● **Provided data**:

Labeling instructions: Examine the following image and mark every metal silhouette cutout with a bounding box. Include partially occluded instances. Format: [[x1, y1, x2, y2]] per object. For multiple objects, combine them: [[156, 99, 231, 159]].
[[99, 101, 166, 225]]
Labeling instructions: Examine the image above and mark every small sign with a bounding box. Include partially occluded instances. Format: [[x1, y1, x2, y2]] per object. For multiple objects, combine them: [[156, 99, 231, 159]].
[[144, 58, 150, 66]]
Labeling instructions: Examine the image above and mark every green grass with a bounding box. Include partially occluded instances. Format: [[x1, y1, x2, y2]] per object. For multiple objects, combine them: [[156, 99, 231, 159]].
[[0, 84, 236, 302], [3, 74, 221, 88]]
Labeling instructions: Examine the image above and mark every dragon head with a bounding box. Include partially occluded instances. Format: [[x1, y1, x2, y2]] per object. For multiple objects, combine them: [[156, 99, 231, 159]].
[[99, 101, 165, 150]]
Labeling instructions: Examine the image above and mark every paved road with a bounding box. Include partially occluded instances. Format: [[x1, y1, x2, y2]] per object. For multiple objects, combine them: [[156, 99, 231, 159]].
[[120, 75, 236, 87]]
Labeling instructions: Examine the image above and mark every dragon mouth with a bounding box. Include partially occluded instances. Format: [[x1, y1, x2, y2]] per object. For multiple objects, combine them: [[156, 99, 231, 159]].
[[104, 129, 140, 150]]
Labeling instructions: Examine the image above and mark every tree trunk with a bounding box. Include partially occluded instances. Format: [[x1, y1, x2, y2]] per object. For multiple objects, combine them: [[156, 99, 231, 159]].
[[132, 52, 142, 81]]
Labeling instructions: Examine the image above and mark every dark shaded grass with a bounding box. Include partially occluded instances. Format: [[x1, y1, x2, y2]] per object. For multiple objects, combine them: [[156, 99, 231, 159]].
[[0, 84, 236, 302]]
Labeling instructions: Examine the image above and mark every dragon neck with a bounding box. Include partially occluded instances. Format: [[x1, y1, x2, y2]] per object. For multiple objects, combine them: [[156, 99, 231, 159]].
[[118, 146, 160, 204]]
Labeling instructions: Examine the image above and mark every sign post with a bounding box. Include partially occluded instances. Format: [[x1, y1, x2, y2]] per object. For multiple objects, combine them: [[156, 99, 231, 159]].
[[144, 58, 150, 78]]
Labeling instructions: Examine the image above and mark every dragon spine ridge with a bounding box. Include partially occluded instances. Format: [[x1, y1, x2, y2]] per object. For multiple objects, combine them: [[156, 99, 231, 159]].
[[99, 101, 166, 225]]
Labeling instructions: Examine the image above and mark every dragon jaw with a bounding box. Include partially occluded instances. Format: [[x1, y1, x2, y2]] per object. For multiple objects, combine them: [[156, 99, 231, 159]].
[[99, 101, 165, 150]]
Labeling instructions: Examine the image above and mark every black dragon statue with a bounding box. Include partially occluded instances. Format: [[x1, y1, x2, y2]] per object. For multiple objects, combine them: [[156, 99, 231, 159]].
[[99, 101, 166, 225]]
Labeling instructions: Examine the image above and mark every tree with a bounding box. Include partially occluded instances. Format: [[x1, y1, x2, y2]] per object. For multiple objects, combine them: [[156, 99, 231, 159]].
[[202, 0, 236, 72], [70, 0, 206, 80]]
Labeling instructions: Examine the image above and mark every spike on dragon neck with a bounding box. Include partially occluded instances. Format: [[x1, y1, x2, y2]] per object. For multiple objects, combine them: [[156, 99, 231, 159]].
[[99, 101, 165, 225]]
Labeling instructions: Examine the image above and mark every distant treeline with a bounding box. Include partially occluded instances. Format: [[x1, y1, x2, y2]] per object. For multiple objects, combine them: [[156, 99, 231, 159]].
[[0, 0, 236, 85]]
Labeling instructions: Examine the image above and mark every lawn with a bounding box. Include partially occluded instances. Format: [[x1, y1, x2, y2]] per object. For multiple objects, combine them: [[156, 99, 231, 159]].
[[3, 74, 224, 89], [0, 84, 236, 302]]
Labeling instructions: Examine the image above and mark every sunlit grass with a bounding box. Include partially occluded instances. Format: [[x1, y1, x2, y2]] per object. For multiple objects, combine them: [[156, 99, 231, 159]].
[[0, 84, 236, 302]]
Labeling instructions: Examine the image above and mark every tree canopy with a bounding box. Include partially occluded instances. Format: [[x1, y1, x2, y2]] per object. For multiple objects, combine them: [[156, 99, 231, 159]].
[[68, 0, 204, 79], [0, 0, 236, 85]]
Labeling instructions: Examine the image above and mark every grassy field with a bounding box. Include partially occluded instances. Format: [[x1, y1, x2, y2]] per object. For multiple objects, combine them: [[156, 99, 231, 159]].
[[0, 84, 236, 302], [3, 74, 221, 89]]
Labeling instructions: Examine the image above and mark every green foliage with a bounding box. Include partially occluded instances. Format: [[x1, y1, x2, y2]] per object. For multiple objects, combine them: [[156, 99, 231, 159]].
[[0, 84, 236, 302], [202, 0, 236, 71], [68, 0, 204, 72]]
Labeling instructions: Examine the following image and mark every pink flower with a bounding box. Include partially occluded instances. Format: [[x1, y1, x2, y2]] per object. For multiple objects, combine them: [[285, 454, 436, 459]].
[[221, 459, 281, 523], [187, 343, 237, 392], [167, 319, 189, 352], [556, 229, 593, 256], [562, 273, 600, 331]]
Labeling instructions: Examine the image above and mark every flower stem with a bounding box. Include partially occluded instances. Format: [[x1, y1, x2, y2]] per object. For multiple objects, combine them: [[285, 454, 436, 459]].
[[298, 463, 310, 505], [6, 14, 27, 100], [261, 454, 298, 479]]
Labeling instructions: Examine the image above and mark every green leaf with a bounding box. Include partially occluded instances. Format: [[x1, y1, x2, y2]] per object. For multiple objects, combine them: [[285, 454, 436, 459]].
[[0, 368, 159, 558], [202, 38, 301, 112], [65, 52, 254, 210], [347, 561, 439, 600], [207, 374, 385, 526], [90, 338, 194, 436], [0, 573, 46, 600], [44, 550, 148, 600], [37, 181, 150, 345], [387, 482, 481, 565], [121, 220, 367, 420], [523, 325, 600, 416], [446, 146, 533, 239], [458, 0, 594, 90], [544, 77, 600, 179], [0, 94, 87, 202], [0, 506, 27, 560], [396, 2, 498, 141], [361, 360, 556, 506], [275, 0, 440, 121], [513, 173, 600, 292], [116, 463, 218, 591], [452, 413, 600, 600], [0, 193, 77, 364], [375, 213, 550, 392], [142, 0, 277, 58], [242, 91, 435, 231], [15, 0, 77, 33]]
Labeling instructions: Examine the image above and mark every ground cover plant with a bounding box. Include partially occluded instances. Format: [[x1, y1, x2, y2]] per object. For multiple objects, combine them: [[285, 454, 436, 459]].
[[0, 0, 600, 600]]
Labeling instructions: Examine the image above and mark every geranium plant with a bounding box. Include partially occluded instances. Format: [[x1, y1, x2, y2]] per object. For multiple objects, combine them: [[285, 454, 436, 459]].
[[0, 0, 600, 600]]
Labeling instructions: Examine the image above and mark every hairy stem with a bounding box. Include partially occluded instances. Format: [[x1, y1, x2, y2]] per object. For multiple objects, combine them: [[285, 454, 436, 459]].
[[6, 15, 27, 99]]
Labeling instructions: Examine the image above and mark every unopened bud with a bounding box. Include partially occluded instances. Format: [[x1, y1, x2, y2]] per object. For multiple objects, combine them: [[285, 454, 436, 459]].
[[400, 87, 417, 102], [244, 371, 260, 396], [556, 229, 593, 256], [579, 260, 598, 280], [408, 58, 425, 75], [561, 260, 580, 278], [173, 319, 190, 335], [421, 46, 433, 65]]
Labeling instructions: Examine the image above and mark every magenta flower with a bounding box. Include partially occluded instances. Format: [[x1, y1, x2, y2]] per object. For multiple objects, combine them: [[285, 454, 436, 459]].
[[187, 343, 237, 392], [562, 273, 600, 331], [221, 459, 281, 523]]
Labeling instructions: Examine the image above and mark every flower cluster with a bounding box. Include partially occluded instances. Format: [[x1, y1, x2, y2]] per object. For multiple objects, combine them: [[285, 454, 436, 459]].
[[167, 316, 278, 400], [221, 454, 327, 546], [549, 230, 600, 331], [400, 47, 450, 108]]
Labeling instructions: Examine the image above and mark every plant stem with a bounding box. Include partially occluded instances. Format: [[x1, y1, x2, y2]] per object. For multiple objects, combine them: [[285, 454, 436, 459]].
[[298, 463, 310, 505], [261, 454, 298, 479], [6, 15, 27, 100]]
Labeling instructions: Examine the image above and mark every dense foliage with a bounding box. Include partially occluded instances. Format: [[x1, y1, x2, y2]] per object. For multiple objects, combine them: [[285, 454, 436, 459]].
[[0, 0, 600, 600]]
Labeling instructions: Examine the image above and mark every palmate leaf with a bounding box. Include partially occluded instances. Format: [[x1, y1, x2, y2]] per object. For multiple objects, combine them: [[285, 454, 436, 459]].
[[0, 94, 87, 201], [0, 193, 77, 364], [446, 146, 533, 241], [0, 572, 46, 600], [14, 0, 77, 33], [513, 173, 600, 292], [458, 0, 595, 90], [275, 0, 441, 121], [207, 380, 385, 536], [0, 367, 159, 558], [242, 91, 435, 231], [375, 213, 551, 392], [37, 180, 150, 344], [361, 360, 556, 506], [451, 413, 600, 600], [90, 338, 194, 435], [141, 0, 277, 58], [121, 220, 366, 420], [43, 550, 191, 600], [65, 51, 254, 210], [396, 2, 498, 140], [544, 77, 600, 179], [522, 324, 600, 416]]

---

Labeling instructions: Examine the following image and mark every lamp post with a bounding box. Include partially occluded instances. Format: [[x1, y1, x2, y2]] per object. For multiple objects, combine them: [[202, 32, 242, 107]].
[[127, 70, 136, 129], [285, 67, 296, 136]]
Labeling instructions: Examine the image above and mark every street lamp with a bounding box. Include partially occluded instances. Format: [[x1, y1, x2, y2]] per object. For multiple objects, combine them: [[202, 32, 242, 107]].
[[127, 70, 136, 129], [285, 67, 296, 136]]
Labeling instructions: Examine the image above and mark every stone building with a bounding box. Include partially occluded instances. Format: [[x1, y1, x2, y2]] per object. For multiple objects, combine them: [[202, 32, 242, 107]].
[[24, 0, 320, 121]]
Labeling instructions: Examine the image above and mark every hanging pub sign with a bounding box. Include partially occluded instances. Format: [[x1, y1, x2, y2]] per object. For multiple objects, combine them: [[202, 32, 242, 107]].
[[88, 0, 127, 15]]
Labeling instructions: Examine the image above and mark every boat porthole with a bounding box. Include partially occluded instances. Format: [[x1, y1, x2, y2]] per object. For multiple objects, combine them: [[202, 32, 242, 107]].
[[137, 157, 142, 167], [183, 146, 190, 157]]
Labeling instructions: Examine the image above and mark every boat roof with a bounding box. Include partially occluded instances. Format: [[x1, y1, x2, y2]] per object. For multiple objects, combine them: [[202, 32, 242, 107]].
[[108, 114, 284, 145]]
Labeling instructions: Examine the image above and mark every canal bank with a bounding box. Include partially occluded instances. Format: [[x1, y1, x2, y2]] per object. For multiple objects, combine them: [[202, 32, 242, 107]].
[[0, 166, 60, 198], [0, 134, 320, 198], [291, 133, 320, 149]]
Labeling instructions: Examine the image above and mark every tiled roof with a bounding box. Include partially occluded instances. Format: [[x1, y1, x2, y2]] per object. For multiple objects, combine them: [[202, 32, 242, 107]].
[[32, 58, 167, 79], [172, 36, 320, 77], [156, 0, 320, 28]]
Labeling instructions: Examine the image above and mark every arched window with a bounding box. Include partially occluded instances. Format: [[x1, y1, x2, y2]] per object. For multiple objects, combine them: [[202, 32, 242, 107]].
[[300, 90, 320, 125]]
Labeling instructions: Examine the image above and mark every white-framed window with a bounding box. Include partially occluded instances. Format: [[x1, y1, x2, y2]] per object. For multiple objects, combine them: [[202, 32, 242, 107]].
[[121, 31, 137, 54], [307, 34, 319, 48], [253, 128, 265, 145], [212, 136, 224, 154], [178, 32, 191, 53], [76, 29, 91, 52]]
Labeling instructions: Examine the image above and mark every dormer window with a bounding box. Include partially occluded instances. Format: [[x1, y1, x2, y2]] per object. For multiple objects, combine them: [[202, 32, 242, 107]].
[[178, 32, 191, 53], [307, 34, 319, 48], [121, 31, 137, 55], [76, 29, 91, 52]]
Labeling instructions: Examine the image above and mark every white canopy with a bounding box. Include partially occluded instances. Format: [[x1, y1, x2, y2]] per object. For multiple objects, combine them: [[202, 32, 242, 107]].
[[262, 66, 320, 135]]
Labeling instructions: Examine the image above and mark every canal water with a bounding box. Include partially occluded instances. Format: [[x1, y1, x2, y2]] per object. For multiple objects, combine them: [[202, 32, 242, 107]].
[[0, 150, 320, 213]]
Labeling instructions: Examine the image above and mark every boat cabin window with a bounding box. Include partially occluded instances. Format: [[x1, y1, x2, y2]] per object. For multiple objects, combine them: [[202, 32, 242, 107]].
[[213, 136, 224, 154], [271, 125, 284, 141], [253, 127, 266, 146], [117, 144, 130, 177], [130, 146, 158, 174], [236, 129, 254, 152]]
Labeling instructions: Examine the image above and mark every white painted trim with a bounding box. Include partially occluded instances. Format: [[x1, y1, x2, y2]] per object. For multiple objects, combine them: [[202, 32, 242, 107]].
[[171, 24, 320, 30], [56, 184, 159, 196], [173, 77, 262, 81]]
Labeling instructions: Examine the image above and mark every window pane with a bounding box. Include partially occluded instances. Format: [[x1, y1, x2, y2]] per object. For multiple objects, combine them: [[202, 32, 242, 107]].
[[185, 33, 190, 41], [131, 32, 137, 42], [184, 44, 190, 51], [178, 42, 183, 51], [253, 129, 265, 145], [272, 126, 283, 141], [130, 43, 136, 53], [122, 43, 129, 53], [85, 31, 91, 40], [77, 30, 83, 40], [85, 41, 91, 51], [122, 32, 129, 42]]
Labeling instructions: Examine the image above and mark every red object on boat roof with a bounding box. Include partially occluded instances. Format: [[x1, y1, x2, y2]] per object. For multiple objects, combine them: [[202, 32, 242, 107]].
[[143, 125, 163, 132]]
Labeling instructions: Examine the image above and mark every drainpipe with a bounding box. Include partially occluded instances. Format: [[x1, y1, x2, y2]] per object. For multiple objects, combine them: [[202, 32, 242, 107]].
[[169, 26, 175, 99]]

---

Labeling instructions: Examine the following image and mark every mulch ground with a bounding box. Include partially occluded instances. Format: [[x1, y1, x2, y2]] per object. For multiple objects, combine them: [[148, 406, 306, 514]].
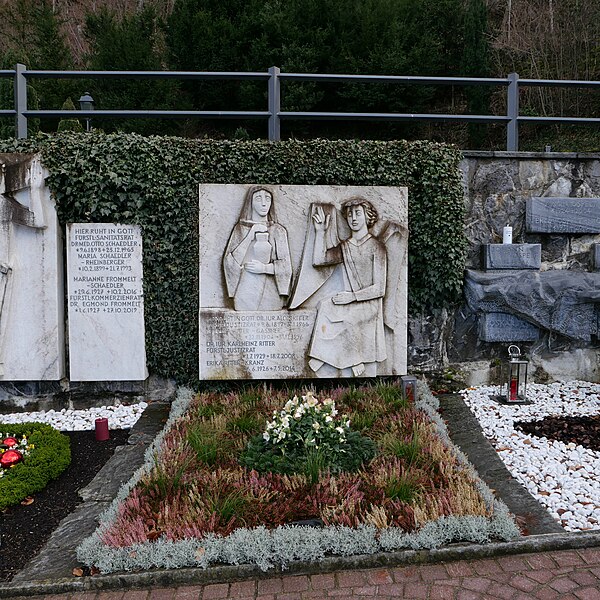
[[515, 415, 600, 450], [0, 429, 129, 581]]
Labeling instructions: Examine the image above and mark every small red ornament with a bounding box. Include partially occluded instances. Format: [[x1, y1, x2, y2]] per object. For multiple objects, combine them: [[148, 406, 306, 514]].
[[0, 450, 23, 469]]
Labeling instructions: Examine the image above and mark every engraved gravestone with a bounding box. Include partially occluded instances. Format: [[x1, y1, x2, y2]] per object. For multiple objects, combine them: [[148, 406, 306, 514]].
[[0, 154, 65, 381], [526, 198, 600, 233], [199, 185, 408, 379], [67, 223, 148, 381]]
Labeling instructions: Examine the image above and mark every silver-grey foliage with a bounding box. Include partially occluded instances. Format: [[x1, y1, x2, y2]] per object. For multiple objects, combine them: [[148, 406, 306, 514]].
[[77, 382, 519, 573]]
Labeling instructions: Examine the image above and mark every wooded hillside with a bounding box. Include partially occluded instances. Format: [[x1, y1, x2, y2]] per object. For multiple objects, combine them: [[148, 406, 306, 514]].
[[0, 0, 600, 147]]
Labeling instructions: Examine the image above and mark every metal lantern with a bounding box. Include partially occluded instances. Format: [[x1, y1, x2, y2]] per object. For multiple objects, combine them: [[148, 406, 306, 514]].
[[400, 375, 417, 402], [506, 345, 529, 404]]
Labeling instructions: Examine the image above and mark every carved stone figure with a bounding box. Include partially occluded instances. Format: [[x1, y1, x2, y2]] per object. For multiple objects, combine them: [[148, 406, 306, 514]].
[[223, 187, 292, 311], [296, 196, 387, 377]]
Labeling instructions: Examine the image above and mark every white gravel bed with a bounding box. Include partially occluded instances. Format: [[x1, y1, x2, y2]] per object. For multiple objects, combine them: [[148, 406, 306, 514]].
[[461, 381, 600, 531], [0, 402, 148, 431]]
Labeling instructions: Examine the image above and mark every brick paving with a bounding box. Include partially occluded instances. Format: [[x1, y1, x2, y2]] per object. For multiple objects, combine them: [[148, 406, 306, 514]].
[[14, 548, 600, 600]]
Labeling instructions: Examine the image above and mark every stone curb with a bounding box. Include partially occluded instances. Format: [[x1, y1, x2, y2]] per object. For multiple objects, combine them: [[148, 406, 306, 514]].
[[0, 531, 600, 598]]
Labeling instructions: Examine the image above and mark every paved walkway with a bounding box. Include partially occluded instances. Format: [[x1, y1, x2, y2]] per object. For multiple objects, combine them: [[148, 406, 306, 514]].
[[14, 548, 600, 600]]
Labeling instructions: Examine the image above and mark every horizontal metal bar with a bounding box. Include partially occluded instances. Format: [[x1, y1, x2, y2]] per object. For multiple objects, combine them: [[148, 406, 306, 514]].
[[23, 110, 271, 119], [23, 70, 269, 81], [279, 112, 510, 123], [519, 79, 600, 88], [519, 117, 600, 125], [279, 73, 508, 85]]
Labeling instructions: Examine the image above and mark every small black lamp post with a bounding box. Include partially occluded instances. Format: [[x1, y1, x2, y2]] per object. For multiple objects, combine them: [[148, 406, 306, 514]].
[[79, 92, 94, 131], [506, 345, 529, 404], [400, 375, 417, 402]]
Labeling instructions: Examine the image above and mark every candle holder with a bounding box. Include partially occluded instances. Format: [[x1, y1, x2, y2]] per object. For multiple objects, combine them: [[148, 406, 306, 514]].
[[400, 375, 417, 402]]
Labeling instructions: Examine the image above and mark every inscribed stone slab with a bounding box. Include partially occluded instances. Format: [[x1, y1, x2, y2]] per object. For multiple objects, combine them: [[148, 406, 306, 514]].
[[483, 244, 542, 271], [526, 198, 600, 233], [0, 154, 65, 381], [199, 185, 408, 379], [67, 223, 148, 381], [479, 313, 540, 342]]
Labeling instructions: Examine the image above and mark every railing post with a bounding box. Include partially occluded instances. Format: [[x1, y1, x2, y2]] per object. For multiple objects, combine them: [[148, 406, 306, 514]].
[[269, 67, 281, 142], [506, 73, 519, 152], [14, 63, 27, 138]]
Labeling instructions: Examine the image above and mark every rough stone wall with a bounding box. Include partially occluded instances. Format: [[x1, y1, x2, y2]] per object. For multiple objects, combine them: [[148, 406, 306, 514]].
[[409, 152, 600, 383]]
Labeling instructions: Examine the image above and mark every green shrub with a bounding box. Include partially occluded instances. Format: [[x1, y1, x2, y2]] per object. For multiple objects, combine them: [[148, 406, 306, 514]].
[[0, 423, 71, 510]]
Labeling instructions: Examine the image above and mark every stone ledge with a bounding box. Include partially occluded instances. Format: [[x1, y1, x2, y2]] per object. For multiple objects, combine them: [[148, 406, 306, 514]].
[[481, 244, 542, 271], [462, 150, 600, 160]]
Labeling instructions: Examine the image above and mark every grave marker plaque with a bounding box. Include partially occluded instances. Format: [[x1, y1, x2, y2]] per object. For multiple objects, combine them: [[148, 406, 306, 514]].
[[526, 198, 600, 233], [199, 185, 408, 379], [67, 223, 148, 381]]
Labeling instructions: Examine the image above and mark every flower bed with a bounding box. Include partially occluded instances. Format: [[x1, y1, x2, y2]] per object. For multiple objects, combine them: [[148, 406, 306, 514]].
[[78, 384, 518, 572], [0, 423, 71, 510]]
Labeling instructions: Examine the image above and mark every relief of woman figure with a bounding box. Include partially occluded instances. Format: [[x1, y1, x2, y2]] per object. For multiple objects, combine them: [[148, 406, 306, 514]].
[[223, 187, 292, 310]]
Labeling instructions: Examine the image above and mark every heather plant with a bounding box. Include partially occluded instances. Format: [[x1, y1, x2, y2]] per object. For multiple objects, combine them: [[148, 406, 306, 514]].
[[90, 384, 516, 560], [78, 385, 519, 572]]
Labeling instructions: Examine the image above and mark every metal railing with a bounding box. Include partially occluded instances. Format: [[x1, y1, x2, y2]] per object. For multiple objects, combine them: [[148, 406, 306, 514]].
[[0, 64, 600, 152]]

● **Requirements**: Scale the lines from the one with "every dragon spine" up to and including the one with "[[202, 0, 236, 72], [70, 0, 206, 80]]": write out only those lines, requests included, multiplying each bounding-box coordinate in the answers by 0.25 and rounding to whole numbers, halves up. Leave every other number unchanged.

● **Answer to this problem**:
Labeling instructions: Examine the image above and mark every dragon spine ridge with a bounding box. Include partially occluded instances. Format: [[x1, y1, x2, y2]] per object. For multiple objects, combine them: [[156, 99, 231, 159]].
[[25, 25, 42, 56]]
Labeling instructions: Examine the image above and mark every dragon jaw with a bounding box. Include partially occluded instances. Format: [[x1, y1, x2, y2]] per object. For multiple objects, combine them: [[156, 99, 231, 159]].
[[25, 25, 41, 38]]
Labeling instructions: Examine the image above and mark every black dragon statue with a bounding box. Include partially occluded instances. Format: [[x1, y1, x2, y2]] per object. For multiple objects, combine them: [[156, 99, 231, 159]].
[[25, 25, 42, 56]]
Labeling instructions: Examine the image above and mark every tree with a bounding box. Include partially occluded instances. Format: [[x1, y1, x2, y2]] per object. For multiple objects, combine them: [[156, 99, 231, 159]].
[[51, 0, 59, 18], [18, 0, 52, 20]]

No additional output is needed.